## The tasks
1 – Name every court case that the Fourth Amendment passage cites or refers to by name.
2 – Carry on the Fourth Amendment passage past its final sentence, in the same style.

It contains two clauses: the Warrant Clause and the Reasonableness Clause. Over the years, the Supreme Court has recognized the “cardinal principle that ‘searches conducted outside the judicial process, without prior approval by [a] judge or [a] magistrate, are per se unreasonable under the Fourth Amendment—subject only to a few specifically established and well-delineated exceptions.’” Mincey v. Arizona, 437 U.S. 385, 390, 98 S.Ct. 2408, 57 L.Ed.2d 290 (1978)(quoted in California v. Acevedo, 500 U.S. 565, 580, 111 S.Ct. 1982, 114 L.Ed.2d 619 (1991)); see also Horton v. California, 496 U.S. 128, 133 n. 4, 110 S.Ct. 2301, 110 L.Ed.2d 112 (1990). One of these exceptions is a search incident to a lawful arrest. To prevent any abuse of this exception, the Supreme Court reinforced the Warrant Clause in Payton.

*298
Payton/Steagald

In Payton, the Court held that absent exigent circumstances, “the Fourth Amendment ... prohibits the police from making a warrantless and nonconsensual entry into a suspect’s home in order to make a routine felony arrest.” 445 U.S. at 576, 100 S.Ct. 1371. The Court recognized “an arrest warrant founded on probable cause implicitly carries with it the limited authority to enter a dwelling in which the suspect lives when there is reason to believe the suspect is within.” Id. at 603, 100 S.Ct. 1371. This was a recognition of the special privacy interest in one’s home. While the Court permits the use of an arrest warrant for nonconsensual entry when an individual lives at the house, Steagald requires a search warrant, rather than merely an arrest warrant, for a nonconsensual entry into a third party’s residence when the individual sought by law enforcement authorities is living there. 451 U.S. at 213-14, 101 S.Ct. 1642.

## Record set
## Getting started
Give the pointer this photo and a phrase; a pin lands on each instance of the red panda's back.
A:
---
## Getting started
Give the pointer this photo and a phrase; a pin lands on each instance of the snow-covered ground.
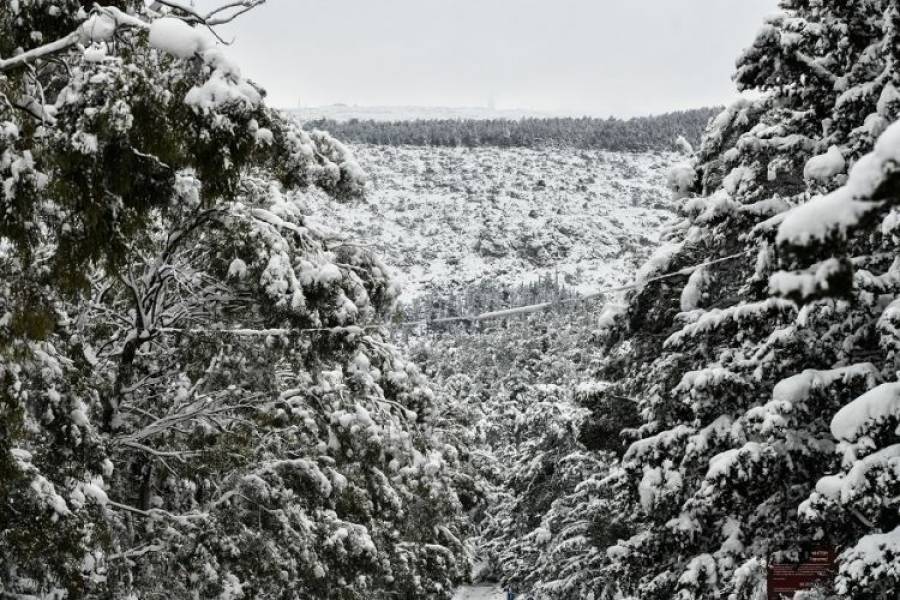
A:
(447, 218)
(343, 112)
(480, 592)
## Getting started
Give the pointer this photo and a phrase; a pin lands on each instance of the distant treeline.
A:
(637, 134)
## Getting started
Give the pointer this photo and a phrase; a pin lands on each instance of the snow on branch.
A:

## Set of answers
1 – Mincey v. Arizona, California v. Acevedo, Horton v. California, Payton, Steagald

2 –
In 1984, R.C.M. 302(e)(2) was added to the Manual for Courts-Martial to adopt “the warrant requirement of Payton ... conforming the procedure to military practice.” Drafters’ Analysis of R.C.M. 302(e), Manual for Courts-Martial, United States, 1984, at A21-13. This provision remains unchanged today. R.C.M. 302(e)(2), Manual for Courts-Martial, United States (2000 ed.). R.C.M. 302 does not define “resident,” the language used in both Payton and Steagald, in terms of where a suspect lives.
What constitutes “living at the house?” Does it equate to the requirements for standing? Must the individual be the lessee or the owner, or something in between? Lines must be drawn. It may be that the line should be drawn between a guest in a household and someone who is staying for an agreed-upon duration and could consent to a search of the premises, but that has hot been decided to date. The dissenters in Steagald suggested a fairly short time-line: “If a suspect has been living in a particular dwelling for any significant period, say a few days, it can certainly be considered his ‘home’ for Fourth Amendment purposes____” 451 U.S. at 230-31, 101 S.Ct. 1642 (Rehnquist, J., dissenting).
In this case, appellant was more than an overnight guest. Even if he was an overnight guest, the police had probable cause to believe that he was living at the house. Appellant had been living in KM2 Guest’s house for a number of days and planned to leave three or four days after the search. Thus, Payton, rather than Steagald, would apply. Because appellant was living at the house, a warrant to search was not needed for the entry in this case. See, e.g., Watts v. County of Sacramento, 256 F.3d 886, 889-90 (9th Cir.2001); see also Werbicki v. County of Los Angeles, 32 Fed.Appx. 302 (9th Cir.2002). The DD Form 553 was sufficient.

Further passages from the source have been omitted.